Dataset items
[BEGIN]

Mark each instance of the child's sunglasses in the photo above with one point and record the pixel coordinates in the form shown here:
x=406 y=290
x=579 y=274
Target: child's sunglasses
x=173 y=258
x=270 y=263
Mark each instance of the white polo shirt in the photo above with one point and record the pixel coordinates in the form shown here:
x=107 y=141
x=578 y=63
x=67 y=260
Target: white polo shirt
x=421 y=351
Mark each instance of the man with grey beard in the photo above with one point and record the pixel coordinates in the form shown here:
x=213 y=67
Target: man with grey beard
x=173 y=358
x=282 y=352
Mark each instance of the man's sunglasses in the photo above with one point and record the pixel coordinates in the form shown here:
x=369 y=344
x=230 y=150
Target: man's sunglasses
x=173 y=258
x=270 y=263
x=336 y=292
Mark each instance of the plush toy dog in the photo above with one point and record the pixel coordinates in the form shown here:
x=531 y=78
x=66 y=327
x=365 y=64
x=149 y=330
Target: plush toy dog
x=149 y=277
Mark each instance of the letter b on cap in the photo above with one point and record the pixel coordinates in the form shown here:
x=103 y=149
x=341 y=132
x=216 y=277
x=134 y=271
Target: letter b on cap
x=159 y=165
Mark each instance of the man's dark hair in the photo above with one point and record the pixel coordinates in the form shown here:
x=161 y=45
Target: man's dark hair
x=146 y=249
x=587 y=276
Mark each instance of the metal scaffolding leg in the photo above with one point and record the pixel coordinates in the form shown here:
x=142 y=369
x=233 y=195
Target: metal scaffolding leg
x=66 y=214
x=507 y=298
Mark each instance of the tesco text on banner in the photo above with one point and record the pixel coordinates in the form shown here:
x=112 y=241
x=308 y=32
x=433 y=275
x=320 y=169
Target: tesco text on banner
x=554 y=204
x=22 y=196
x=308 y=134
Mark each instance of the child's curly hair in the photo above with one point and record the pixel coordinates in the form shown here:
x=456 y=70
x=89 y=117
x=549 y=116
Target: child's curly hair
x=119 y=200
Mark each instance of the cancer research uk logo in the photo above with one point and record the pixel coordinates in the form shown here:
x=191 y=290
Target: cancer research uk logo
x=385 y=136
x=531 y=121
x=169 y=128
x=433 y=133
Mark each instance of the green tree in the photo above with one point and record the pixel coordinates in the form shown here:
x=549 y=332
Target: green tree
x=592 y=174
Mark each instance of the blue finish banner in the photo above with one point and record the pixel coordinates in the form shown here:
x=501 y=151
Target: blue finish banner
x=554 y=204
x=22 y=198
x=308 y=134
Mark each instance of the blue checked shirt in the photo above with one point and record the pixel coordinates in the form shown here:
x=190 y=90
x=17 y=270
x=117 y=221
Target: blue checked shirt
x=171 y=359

[END]

Stated task — Convert every line of the dataset items above into a Markdown table with the columns Row and Line. Number the rows in order and leave out any blank lines.

Complete response —
| Row | Line |
|---|---|
| 1 | Mark each instance of the child's sunglasses in the photo above with one point and record the pixel coordinates in the form shown here: |
| 2 | x=406 y=290 |
| 3 | x=579 y=274 |
| 4 | Target: child's sunglasses |
| 5 | x=173 y=258 |
| 6 | x=270 y=263 |
| 7 | Mark each instance of the white polo shirt in the photo above with one point and record the pixel coordinates in the form shown here: |
| 8 | x=107 y=141 |
| 9 | x=578 y=63 |
| 10 | x=67 y=260 |
| 11 | Target: white polo shirt |
| 12 | x=421 y=351 |
| 13 | Mark each instance of the man with grey beard in the photo above with one point and record the pixel coordinates in the form shown here: |
| 14 | x=213 y=67 |
| 15 | Target: man with grey beard |
| 16 | x=173 y=358 |
| 17 | x=282 y=352 |
| 18 | Mark each instance of the man's sunglasses in the photo above with one point and record the pixel coordinates in the form shown here: |
| 19 | x=369 y=344 |
| 20 | x=230 y=150 |
| 21 | Target: man's sunglasses |
| 22 | x=173 y=258 |
| 23 | x=270 y=263 |
| 24 | x=336 y=292 |
| 25 | Mark each instance of the plush toy dog in the photo above with one point and record the pixel coordinates in the form shown here: |
| 26 | x=531 y=78 |
| 27 | x=66 y=327 |
| 28 | x=365 y=64 |
| 29 | x=149 y=330 |
| 30 | Target: plush toy dog |
| 31 | x=149 y=277 |
| 32 | Mark each instance of the letter b on cap in the photo above with one point and record the pixel coordinates in the form shown here: |
| 33 | x=103 y=149 |
| 34 | x=341 y=132 |
| 35 | x=216 y=277 |
| 36 | x=134 y=271 |
| 37 | Target: letter b on cap |
| 38 | x=159 y=165 |
| 39 | Mark each instance of the man's dark hair in the photo above with one point and record the pixel coordinates in the form shown here: |
| 40 | x=161 y=45 |
| 41 | Target: man's dark hair |
| 42 | x=146 y=249 |
| 43 | x=587 y=276 |
| 44 | Mark each instance of the metal scaffolding leg in the photo above with one point and record the pixel coordinates in the form shown here: |
| 45 | x=142 y=369 |
| 46 | x=233 y=195 |
| 47 | Target: metal scaffolding leg |
| 48 | x=66 y=214 |
| 49 | x=507 y=298 |
| 50 | Mark each instance of the tesco text on banner in the photo above with one point and record the pixel coordinates in the form shown here: |
| 51 | x=112 y=241 |
| 52 | x=308 y=32 |
| 53 | x=433 y=275 |
| 54 | x=320 y=169 |
| 55 | Target: tesco text on banner |
| 56 | x=554 y=204 |
| 57 | x=22 y=196 |
| 58 | x=308 y=134 |
| 59 | Mark each instance of the child's curly hair in the photo above with one point and record the pixel coordinates in the form shown here: |
| 60 | x=456 y=70 |
| 61 | x=89 y=117 |
| 62 | x=549 y=116 |
| 63 | Target: child's curly hair |
| 64 | x=119 y=200 |
| 65 | Mark each instance of the cancer research uk logo in the photo above with one point and record the pixel coordinates in the form shown here: |
| 66 | x=191 y=290 |
| 67 | Target: cancer research uk logo |
| 68 | x=385 y=136 |
| 69 | x=531 y=121 |
| 70 | x=169 y=128 |
| 71 | x=433 y=133 |
| 72 | Mark each instance of the green tree in the photo above with one point and record the pixel coordinates in the form shown here: |
| 73 | x=549 y=332 |
| 74 | Target: green tree |
| 75 | x=592 y=174 |
| 76 | Mark each instance of the blue finish banner in the photo above with one point and record the pixel coordinates in the form shown here: |
| 77 | x=501 y=151 |
| 78 | Target: blue finish banner |
| 79 | x=554 y=204 |
| 80 | x=22 y=198 |
| 81 | x=308 y=134 |
| 82 | Mark each instance of the blue checked shirt in the photo above with one point and record the pixel coordinates in the form shown here: |
| 83 | x=190 y=90 |
| 84 | x=17 y=270 |
| 85 | x=117 y=221 |
| 86 | Target: blue checked shirt |
| 87 | x=171 y=359 |